(Material provided)

-- -- --

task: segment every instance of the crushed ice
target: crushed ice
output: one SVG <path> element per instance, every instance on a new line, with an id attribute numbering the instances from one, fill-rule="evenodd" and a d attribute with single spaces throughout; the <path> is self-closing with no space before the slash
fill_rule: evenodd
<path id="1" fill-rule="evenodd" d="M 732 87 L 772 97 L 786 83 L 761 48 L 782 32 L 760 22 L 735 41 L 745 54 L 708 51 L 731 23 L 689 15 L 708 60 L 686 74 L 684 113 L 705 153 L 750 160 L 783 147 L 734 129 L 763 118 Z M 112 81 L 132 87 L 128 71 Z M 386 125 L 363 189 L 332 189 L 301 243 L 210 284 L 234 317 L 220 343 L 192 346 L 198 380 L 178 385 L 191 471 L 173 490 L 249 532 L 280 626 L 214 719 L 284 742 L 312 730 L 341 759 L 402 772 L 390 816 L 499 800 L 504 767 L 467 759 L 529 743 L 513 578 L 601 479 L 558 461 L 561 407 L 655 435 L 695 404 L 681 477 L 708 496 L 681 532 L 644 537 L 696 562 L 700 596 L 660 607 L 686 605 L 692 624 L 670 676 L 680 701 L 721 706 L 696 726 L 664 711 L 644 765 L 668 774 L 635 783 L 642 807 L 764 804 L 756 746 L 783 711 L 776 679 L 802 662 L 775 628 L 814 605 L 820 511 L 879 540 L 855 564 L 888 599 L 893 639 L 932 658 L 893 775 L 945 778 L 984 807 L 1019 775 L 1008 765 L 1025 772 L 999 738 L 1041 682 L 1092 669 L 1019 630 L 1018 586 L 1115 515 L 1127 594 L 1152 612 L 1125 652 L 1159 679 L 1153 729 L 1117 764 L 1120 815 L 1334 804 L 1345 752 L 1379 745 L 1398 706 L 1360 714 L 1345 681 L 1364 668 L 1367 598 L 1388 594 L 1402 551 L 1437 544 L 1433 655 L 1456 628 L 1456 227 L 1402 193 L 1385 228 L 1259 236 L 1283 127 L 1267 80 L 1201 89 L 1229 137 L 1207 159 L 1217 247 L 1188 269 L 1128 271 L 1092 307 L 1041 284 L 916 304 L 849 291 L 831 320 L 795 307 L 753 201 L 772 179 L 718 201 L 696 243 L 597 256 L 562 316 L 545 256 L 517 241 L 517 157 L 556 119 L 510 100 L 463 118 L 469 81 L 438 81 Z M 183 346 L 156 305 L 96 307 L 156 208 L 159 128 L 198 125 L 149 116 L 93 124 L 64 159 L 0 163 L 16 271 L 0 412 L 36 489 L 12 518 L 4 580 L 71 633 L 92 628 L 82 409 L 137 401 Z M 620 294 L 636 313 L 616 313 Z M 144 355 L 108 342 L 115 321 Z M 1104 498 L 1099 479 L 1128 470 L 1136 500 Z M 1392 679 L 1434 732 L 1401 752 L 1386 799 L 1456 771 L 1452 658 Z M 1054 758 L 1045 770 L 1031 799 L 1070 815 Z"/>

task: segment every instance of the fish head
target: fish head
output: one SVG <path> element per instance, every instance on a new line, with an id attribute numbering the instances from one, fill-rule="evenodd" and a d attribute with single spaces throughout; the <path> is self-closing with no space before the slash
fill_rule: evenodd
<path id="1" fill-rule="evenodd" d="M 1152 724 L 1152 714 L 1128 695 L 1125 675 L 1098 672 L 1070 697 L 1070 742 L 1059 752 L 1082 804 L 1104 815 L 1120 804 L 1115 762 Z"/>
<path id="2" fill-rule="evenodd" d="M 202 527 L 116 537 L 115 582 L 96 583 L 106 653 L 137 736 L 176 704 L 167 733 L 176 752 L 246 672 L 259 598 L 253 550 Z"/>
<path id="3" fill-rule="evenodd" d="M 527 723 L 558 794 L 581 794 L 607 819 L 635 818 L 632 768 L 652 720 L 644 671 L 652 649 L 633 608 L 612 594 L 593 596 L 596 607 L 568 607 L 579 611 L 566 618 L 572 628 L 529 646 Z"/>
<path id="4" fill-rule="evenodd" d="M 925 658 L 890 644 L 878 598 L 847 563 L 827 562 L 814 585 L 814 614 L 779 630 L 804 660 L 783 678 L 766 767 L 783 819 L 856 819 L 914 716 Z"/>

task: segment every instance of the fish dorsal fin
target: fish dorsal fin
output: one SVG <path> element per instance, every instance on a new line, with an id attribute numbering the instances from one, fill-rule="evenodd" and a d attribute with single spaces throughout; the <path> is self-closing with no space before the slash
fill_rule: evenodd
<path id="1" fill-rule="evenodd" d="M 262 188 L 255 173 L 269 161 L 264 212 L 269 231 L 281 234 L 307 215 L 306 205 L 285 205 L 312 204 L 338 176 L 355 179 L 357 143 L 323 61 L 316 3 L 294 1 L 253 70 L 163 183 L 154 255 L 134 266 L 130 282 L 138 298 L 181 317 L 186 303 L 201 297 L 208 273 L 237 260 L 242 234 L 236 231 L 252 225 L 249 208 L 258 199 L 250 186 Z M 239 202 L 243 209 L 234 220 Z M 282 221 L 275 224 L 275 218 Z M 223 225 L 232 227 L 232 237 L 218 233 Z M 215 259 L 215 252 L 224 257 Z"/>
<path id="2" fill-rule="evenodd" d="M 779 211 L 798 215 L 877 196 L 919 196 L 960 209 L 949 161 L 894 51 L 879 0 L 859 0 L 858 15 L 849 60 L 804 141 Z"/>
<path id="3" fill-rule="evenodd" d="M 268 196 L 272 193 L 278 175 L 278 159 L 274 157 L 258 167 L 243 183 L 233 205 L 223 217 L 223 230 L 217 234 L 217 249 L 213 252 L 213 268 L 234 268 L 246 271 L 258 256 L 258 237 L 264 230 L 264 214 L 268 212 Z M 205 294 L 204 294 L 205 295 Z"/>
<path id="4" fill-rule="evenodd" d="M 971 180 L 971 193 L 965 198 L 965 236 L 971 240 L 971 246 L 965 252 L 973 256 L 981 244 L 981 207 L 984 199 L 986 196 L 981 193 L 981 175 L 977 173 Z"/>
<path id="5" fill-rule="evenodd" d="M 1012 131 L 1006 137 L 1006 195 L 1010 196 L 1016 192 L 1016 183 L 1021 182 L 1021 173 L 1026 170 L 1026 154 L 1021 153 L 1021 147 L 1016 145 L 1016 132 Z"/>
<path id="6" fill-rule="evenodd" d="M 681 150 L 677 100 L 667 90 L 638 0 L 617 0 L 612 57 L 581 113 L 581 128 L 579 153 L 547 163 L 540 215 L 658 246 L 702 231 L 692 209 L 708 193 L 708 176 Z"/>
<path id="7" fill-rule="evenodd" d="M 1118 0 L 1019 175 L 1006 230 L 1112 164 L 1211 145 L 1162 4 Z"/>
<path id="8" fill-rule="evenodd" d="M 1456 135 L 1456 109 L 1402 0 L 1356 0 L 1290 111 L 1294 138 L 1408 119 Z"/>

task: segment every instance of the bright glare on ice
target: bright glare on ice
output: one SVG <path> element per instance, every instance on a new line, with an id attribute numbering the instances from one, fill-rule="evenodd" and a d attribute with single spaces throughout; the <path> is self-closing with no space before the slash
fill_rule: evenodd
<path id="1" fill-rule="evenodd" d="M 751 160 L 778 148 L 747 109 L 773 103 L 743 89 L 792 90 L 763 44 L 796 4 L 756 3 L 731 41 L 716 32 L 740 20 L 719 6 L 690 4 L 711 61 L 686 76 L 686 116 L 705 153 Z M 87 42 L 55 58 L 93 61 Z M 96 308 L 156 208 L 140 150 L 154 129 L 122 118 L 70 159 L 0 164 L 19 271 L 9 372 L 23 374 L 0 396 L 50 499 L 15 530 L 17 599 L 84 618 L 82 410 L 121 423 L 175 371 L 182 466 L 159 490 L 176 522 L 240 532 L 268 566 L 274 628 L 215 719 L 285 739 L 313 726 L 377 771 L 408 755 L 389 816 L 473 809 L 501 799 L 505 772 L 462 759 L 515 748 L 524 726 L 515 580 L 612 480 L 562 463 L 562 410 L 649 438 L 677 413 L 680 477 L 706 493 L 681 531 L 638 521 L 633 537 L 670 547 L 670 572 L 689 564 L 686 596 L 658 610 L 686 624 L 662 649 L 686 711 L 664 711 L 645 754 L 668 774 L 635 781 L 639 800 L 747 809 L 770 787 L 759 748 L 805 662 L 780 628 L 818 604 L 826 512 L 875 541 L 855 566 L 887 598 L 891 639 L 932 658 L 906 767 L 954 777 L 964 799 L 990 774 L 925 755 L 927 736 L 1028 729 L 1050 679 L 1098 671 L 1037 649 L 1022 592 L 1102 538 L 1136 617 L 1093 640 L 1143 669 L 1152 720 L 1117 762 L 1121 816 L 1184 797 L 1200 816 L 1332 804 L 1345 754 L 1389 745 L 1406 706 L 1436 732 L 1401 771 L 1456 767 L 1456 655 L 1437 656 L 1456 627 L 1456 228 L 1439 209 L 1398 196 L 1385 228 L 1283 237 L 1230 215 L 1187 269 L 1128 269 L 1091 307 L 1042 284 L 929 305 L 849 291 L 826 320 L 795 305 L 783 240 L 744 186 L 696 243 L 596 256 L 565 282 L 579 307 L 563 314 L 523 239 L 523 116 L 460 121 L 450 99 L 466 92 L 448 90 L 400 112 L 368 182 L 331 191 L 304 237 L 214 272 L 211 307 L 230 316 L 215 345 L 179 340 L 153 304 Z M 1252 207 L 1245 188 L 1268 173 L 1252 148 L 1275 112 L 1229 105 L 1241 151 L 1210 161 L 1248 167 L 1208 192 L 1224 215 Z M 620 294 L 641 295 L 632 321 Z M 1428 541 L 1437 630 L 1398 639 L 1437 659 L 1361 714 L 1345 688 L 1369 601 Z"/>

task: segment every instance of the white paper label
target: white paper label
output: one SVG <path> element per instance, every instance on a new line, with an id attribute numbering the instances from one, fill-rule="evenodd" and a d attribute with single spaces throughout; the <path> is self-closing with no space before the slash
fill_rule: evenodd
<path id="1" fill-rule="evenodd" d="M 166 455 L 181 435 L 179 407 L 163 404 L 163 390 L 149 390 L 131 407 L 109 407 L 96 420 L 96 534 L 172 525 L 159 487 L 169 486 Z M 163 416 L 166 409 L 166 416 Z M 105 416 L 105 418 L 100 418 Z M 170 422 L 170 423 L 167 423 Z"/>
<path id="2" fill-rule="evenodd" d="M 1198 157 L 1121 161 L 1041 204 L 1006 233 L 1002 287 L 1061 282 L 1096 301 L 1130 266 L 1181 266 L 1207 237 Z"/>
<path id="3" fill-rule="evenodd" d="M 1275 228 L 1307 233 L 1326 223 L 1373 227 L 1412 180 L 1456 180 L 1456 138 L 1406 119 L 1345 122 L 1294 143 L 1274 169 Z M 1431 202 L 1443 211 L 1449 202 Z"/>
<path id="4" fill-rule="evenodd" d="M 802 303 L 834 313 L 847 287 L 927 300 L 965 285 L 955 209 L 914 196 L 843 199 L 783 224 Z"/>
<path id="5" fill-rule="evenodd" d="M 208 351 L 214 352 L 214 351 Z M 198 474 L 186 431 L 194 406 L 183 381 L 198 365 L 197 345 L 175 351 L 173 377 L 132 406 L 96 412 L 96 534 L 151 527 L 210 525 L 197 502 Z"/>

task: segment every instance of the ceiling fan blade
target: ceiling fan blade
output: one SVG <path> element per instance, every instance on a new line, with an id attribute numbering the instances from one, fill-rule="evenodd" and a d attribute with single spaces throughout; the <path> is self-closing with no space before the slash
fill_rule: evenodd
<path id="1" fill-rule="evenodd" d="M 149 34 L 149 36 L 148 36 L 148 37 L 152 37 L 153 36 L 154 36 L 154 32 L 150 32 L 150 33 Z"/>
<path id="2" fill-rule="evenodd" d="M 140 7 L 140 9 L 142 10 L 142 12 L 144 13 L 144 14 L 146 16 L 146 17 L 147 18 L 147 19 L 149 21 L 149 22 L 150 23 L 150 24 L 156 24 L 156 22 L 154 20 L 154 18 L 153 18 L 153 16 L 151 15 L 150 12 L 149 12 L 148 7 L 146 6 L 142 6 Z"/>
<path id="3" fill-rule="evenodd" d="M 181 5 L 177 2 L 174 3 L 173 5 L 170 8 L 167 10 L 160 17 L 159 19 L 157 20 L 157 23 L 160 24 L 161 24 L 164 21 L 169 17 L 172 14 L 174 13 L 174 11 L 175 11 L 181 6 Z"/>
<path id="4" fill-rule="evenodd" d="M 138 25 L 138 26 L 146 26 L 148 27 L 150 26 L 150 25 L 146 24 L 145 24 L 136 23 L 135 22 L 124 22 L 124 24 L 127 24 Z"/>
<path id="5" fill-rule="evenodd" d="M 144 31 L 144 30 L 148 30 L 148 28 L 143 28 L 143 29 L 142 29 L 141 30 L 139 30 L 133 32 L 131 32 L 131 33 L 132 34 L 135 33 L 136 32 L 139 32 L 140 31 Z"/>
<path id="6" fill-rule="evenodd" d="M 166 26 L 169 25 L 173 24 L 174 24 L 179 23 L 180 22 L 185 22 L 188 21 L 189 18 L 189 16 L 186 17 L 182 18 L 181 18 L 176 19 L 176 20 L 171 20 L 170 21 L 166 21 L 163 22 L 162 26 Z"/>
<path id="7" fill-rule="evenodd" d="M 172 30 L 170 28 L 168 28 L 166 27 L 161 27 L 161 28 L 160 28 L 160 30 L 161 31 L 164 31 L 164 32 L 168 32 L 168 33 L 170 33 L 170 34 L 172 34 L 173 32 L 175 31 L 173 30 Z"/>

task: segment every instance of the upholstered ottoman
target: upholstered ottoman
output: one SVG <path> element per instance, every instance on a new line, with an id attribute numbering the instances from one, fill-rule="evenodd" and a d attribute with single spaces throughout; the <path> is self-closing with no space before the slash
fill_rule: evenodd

-- -- --

Reproduce the rows verbatim, from the line with "task: segment every instance of the fish dorsal" to the line with "779 211 L 798", including both of those lines.

task: segment every instance of the fish dorsal fin
target: fish dorsal fin
output: one SVG <path> element per instance, every instance on a new line, with an id attribute numbering the instances from one, fill-rule="evenodd" and a d attribute with single spaces throughout; the <path> is self-closing with no space before the slash
fill_rule: evenodd
<path id="1" fill-rule="evenodd" d="M 262 188 L 255 173 L 269 161 L 264 212 L 269 231 L 281 234 L 307 215 L 306 205 L 285 205 L 312 204 L 338 176 L 355 179 L 357 143 L 323 61 L 316 3 L 294 1 L 253 70 L 163 183 L 154 255 L 134 266 L 130 282 L 138 298 L 181 317 L 186 303 L 201 297 L 208 273 L 237 260 L 242 234 L 236 231 L 252 225 L 249 208 L 258 199 L 250 186 Z M 239 202 L 243 209 L 234 220 Z M 282 221 L 275 224 L 275 218 Z M 223 225 L 232 227 L 232 237 L 218 233 Z M 215 259 L 215 252 L 224 257 Z"/>
<path id="2" fill-rule="evenodd" d="M 779 211 L 798 215 L 877 196 L 919 196 L 960 209 L 949 161 L 894 51 L 879 0 L 859 0 L 858 15 L 849 60 L 804 141 Z"/>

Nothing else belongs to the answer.